### Instructions for the task
The listing below is to be output in its exact form.

====== Record set

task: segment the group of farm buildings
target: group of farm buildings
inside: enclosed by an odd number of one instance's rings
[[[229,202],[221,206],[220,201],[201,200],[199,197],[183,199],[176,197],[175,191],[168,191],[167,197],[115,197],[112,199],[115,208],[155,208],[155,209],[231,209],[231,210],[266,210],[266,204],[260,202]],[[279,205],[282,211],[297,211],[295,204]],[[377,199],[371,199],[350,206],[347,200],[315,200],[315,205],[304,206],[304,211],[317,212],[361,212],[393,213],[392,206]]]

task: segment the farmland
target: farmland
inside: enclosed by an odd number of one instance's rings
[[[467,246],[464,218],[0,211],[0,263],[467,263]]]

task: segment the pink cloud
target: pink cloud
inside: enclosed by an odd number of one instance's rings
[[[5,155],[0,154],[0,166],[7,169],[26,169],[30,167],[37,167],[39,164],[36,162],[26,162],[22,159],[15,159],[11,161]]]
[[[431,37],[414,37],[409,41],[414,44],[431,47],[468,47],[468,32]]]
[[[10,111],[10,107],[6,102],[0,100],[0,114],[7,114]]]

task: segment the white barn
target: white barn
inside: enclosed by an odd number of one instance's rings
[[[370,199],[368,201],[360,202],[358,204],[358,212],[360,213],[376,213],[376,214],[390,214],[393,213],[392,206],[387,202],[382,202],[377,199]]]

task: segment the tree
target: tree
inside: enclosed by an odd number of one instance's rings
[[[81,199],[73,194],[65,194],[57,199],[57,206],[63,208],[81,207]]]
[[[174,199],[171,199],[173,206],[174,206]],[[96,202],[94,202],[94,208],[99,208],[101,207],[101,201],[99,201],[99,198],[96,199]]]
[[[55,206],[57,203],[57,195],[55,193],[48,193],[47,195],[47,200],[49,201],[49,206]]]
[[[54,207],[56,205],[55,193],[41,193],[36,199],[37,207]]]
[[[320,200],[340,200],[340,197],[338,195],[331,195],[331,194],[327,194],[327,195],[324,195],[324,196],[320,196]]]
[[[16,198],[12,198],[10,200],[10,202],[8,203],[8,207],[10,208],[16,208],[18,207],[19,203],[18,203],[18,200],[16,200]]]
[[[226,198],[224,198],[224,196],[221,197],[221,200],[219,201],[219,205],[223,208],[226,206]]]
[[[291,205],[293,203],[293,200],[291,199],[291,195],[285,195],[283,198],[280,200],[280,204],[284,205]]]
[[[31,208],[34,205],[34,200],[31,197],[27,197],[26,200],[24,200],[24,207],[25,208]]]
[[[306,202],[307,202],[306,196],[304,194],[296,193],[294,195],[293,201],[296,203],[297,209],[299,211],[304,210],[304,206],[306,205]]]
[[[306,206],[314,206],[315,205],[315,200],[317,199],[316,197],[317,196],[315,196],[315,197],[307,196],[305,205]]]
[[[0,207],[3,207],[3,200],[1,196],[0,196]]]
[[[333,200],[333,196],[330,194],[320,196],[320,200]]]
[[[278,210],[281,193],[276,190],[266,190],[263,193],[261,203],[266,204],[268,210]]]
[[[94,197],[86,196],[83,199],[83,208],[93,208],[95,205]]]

============

### Response below
task: segment the group of farm buildings
target: group of farm buildings
inside: enclosed by an odd number of one instance's rings
[[[229,202],[221,206],[220,201],[201,200],[199,197],[183,199],[176,197],[175,191],[168,191],[167,197],[115,197],[112,199],[115,208],[155,208],[155,209],[231,209],[231,210],[266,210],[266,204],[260,202]],[[279,205],[282,211],[297,211],[295,204]],[[377,199],[371,199],[350,206],[347,200],[315,200],[315,205],[304,206],[304,211],[317,212],[361,212],[393,213],[392,206]]]

task: segment the farmland
target: farmland
inside: enclosed by an odd number of one instance's rings
[[[467,246],[464,218],[0,211],[0,263],[467,263]]]

task: segment the pink cloud
target: pink cloud
inside: enclosed by an odd number of one instance's rings
[[[5,155],[0,154],[0,166],[7,169],[26,169],[30,167],[37,167],[39,164],[36,162],[26,162],[22,159],[15,159],[11,161]]]
[[[431,37],[414,37],[409,41],[414,44],[431,47],[468,47],[468,32]]]
[[[10,111],[10,107],[6,102],[0,100],[0,114],[7,114]]]

task: segment the white barn
target: white barn
inside: enclosed by an odd number of one instance's rings
[[[370,199],[368,201],[360,202],[358,204],[358,212],[360,213],[376,213],[376,214],[390,214],[393,213],[392,206],[387,202],[382,202],[377,199]]]

task: segment the tree
target: tree
inside: enclosed by an odd number of one instance's rings
[[[81,199],[73,194],[65,194],[57,199],[57,206],[63,208],[81,207]]]
[[[174,199],[171,199],[173,206],[174,206]],[[96,202],[94,202],[94,208],[99,208],[101,207],[101,201],[99,201],[99,198],[96,199]]]
[[[55,206],[57,203],[57,195],[55,193],[48,193],[47,195],[47,200],[49,201],[49,206]]]
[[[54,207],[56,205],[55,193],[41,193],[36,199],[37,207]]]
[[[320,200],[340,200],[340,197],[338,195],[331,195],[331,194],[327,194],[327,195],[324,195],[324,196],[320,196]]]
[[[16,198],[12,198],[10,200],[10,202],[8,203],[8,207],[10,208],[16,208],[18,207],[19,203],[18,203],[18,200],[16,200]]]
[[[226,198],[224,198],[224,196],[221,197],[221,200],[219,201],[219,205],[223,208],[226,206]]]
[[[291,205],[293,203],[293,200],[291,199],[291,195],[285,195],[283,198],[280,200],[280,204],[284,205]]]
[[[31,208],[34,205],[34,200],[31,197],[27,197],[26,200],[24,200],[24,207],[25,208]]]
[[[306,202],[307,202],[306,196],[304,194],[296,193],[294,195],[293,201],[296,203],[297,209],[299,211],[304,210],[304,206],[306,205]]]
[[[306,206],[314,206],[315,205],[315,200],[317,199],[316,197],[317,196],[315,196],[315,197],[307,196],[305,205]]]
[[[0,207],[3,207],[3,200],[1,196],[0,196]]]
[[[333,200],[333,196],[330,194],[320,196],[320,200]]]
[[[278,210],[281,193],[276,190],[266,190],[263,193],[261,203],[266,204],[268,210]]]
[[[94,197],[86,196],[83,199],[83,208],[93,208],[95,205]]]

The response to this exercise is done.